▶ [What this task involves]
Would you please set down the lines of the data from the one containing "Need: one point per instance of the metal" to the final line, exactly and only those?

Region pointing data
════════

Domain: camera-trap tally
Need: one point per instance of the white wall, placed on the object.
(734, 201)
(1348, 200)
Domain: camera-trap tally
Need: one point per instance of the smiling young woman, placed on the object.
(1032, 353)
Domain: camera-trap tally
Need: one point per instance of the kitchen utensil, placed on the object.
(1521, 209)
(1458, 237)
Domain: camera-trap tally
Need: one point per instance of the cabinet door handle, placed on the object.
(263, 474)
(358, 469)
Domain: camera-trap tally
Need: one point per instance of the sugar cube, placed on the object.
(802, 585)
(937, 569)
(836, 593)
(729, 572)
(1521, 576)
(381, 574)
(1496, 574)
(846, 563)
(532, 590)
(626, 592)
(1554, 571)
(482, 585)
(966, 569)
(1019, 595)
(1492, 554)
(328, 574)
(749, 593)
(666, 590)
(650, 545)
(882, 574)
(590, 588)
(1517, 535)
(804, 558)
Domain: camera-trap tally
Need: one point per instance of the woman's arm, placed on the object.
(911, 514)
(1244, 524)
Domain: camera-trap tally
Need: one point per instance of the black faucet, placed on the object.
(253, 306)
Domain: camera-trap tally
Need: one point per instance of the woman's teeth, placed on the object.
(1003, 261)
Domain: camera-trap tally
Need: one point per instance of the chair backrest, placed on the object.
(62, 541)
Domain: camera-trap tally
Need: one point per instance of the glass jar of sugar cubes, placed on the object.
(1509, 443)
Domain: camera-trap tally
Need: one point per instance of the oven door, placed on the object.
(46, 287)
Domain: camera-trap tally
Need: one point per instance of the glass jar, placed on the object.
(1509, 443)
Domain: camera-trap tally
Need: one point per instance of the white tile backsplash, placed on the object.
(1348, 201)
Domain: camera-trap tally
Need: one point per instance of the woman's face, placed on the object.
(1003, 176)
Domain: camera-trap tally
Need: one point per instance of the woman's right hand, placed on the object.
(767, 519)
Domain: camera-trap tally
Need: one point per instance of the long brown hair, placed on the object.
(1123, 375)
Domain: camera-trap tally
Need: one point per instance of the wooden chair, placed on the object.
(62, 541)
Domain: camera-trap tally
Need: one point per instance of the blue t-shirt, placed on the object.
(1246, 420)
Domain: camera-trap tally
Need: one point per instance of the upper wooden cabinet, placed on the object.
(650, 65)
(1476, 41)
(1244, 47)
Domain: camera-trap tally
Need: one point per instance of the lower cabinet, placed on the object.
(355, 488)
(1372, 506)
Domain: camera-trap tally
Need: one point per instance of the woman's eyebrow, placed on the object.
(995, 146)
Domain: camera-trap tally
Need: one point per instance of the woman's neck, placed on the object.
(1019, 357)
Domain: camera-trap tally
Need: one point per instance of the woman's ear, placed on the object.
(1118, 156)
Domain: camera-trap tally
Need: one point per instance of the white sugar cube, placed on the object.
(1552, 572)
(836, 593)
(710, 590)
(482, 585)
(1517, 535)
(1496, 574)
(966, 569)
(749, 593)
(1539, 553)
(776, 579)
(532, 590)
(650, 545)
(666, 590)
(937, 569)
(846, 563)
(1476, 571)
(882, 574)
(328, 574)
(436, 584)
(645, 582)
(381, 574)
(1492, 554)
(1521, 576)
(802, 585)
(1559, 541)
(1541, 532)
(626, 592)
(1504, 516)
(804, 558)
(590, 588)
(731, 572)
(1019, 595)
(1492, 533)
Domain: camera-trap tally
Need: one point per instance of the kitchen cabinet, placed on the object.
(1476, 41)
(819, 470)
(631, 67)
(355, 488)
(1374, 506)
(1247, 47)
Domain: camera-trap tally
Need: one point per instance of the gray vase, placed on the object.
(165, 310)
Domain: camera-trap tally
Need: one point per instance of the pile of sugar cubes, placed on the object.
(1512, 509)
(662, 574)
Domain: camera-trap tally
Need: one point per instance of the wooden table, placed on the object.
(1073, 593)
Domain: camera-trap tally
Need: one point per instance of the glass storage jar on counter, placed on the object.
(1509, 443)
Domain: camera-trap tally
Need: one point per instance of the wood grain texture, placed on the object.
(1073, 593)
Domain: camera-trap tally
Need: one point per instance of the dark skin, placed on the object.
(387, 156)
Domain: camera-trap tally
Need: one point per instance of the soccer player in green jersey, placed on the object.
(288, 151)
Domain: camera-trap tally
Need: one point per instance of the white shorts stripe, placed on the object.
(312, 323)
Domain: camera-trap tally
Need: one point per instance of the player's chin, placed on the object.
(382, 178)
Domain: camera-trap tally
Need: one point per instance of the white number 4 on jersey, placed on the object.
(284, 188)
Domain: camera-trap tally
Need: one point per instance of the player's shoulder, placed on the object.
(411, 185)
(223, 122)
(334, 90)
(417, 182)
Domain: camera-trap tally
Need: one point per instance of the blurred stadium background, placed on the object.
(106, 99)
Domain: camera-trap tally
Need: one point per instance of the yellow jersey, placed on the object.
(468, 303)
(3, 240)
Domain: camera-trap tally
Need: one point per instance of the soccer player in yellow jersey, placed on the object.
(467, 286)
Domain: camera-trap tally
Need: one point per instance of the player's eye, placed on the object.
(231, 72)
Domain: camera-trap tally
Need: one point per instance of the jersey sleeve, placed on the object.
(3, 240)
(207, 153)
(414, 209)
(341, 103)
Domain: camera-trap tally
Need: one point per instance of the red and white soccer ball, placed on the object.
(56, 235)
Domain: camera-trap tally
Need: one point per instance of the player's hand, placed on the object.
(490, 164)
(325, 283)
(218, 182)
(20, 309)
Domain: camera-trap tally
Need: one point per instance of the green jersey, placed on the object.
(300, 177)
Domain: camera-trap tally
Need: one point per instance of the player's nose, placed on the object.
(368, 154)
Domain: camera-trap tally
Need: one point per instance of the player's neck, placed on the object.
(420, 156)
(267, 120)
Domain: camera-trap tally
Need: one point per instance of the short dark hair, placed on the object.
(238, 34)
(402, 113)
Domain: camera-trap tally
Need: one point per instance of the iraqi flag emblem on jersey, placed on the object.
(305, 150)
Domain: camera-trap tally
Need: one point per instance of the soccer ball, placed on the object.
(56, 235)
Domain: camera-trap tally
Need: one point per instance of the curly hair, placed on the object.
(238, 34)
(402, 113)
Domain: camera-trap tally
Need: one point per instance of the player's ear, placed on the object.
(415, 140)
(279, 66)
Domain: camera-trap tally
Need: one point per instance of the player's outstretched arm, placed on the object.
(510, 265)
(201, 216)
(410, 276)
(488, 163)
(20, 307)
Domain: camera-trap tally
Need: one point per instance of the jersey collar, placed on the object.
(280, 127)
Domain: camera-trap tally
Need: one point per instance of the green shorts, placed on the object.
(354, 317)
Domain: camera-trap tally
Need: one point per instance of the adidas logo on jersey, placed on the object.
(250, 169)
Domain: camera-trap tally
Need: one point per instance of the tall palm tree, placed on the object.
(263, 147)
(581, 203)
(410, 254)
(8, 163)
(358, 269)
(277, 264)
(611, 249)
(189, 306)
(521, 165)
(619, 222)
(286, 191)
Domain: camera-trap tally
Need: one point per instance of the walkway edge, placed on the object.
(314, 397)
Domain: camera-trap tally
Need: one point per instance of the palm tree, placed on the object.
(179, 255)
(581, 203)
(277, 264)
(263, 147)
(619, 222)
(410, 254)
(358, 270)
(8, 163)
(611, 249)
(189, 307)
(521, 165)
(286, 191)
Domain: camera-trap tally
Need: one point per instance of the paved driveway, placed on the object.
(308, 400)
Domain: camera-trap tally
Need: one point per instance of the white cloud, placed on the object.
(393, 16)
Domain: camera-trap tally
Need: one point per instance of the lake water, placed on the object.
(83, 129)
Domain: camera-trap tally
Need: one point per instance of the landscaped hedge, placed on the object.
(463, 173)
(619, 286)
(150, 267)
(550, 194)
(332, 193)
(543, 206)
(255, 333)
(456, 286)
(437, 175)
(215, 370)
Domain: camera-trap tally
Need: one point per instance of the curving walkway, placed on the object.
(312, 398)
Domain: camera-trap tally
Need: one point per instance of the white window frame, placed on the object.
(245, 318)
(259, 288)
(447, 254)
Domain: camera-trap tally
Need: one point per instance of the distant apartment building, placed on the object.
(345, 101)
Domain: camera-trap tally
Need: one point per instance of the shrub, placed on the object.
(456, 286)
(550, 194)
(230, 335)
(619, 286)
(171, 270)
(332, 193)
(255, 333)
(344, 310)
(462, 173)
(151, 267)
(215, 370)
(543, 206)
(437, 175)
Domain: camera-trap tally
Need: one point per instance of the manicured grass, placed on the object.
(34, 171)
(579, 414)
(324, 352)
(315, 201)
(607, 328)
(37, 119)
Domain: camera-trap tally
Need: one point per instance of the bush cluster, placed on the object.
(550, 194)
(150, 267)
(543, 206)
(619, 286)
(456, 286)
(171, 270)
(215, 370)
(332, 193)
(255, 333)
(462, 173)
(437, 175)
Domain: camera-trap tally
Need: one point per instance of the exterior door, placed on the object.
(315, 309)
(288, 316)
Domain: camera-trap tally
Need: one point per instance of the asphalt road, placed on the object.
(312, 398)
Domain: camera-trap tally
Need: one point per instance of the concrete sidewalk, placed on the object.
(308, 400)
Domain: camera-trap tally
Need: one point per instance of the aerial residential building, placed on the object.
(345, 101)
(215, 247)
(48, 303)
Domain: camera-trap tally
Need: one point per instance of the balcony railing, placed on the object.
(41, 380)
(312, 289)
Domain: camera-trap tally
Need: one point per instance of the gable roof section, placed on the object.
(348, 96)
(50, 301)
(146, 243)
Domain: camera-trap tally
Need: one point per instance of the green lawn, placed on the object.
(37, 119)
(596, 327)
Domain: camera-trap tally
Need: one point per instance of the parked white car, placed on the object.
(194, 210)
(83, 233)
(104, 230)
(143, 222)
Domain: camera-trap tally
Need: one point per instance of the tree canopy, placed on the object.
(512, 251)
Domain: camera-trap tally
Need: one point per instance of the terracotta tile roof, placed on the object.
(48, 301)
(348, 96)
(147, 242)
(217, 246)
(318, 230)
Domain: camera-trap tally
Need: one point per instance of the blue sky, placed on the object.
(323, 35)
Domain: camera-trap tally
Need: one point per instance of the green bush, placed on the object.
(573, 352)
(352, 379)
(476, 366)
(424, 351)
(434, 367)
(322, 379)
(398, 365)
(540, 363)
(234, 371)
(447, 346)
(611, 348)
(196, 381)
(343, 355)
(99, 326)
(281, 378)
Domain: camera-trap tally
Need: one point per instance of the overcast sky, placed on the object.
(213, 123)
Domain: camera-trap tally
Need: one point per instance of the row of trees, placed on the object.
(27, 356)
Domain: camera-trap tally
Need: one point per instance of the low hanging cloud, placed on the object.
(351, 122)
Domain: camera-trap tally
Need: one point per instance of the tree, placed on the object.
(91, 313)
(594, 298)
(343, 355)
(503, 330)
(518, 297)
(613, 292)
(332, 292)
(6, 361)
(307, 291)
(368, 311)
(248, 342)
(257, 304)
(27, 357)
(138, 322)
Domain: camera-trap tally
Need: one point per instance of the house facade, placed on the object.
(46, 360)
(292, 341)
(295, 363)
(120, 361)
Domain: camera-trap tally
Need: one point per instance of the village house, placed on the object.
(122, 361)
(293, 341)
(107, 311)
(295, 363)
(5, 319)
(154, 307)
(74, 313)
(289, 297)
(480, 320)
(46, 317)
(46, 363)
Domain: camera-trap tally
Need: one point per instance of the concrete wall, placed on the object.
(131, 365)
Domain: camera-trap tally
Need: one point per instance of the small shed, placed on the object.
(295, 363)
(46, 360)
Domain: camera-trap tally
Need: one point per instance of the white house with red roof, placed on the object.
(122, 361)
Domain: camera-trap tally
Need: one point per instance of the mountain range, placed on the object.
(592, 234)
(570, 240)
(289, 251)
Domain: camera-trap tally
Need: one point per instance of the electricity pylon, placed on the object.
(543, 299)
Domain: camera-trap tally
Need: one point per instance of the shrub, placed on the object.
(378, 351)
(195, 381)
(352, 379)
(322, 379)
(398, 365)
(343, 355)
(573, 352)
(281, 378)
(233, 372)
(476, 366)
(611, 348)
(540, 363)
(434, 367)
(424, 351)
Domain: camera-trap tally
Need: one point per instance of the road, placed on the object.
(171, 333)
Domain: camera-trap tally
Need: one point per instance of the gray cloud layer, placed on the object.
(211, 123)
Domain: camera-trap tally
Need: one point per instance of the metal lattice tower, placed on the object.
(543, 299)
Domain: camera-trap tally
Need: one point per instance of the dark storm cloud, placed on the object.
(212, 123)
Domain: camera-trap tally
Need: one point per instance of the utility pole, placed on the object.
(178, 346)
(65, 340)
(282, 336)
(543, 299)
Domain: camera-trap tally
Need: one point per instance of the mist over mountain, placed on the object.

════════

▶ [Answer box]
Need: one point per instance of the metal lattice tower, placed on the object.
(543, 299)
Domain: camera-trap tally
Need: one point per instance of the dark storm cloud, placed on the object.
(212, 123)
Domain: camera-trap tally
Need: one point per instance of the utility pole, placed on the object.
(178, 346)
(65, 340)
(282, 336)
(543, 299)
Domain: camera-trap tally
Need: one point per instance of the mist over mountain, placed on the object.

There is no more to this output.